→ **DATA EXTRACT**:
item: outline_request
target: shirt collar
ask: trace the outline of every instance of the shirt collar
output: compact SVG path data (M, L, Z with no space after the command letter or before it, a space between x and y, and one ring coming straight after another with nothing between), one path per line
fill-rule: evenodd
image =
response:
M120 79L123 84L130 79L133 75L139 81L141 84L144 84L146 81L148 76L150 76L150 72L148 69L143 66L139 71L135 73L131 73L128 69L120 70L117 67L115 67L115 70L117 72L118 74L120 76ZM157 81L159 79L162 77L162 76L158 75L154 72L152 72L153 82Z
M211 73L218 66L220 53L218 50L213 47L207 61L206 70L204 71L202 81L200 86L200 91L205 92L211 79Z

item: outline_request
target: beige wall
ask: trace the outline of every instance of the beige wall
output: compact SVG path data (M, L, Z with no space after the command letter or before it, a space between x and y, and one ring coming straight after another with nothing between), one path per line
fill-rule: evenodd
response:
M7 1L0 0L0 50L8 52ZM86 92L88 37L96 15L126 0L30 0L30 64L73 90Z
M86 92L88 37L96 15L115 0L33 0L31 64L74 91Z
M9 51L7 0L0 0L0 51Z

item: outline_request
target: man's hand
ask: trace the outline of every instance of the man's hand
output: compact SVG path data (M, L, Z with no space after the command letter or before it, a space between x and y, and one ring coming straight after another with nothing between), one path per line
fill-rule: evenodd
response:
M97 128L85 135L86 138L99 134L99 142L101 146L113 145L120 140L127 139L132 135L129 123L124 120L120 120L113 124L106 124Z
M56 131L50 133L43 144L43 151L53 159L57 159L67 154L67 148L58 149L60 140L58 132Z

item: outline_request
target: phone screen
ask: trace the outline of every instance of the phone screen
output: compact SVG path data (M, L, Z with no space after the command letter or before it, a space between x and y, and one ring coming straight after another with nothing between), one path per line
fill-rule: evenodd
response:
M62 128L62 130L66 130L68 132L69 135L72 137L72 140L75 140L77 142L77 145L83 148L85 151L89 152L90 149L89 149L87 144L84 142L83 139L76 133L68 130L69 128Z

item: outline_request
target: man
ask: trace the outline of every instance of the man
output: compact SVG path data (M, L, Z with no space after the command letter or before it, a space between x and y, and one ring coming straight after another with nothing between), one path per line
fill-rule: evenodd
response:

→ **REQUIREMENT**:
Transcribe the listing above line for line, with every character unchanged.

→ **RESPONSE TO THE EXERCISE**:
item: outline_request
target: shirt collar
ask: trace the outline of every instance of the shirt collar
output: compact SVG path data (M, L, Z with no space after the command letter or before it, a space between x and y, and one ring coming straight after another with nothing between), one path per line
fill-rule: evenodd
image =
response:
M120 79L123 84L130 79L133 75L139 81L141 84L144 84L146 81L148 76L150 76L150 72L148 69L143 66L139 71L135 73L131 73L128 69L120 70L117 67L115 67L115 70L117 72L118 74L120 76ZM157 81L159 79L162 77L162 76L158 75L154 72L152 72L153 82Z
M211 73L218 66L220 53L218 50L213 47L207 61L206 70L204 71L202 81L200 86L200 91L205 92L211 79Z

item: outline_request
target: beige wall
ask: trace the outline of every instance of the beige wall
output: compact SVG path data (M, L, Z with no space after the command letter or before it, a space between x and y, and one ring coming straight after another with nothing between), one path per line
fill-rule: evenodd
response:
M7 1L0 0L0 50L8 52ZM86 92L88 37L96 15L126 0L30 0L30 64L73 90Z
M86 92L88 37L96 15L115 0L33 0L31 64L74 91Z
M9 51L7 0L0 0L0 51Z

item: outline_request
target: man's hand
ask: trace the outline of every instance of the man's hand
output: compact SVG path data (M, L, Z with no space after the command letter or before it, a space between x and y, and one ring coming straight after another with nothing between), one path per line
fill-rule: evenodd
response:
M97 128L85 135L86 138L99 134L99 142L101 146L113 145L120 140L127 139L132 135L129 123L124 120L120 120L113 124L106 124Z
M56 131L50 133L43 144L43 151L53 159L57 159L67 154L67 148L58 149L60 140L58 132Z

item: outline_request
target: phone screen
ask: trace the outline of every instance of the phone screen
output: compact SVG path data (M, L, Z with no space after the command letter or before it, a space between x and y, and one ring coming straight after another with nothing between), one path per line
fill-rule: evenodd
response:
M62 128L62 130L66 130L68 132L69 135L72 137L72 140L75 140L77 142L77 145L83 148L85 151L89 152L90 149L89 149L87 144L84 142L83 139L76 133L68 130L69 128Z

item: outline_request
target: man
ask: trace the outline of every instance of the man
output: compact SVG path data (M, L, Z with no space after the command letter or before it, a space between x and y, and one ring coming straight after another with nothing between), one path per line
fill-rule: evenodd
response:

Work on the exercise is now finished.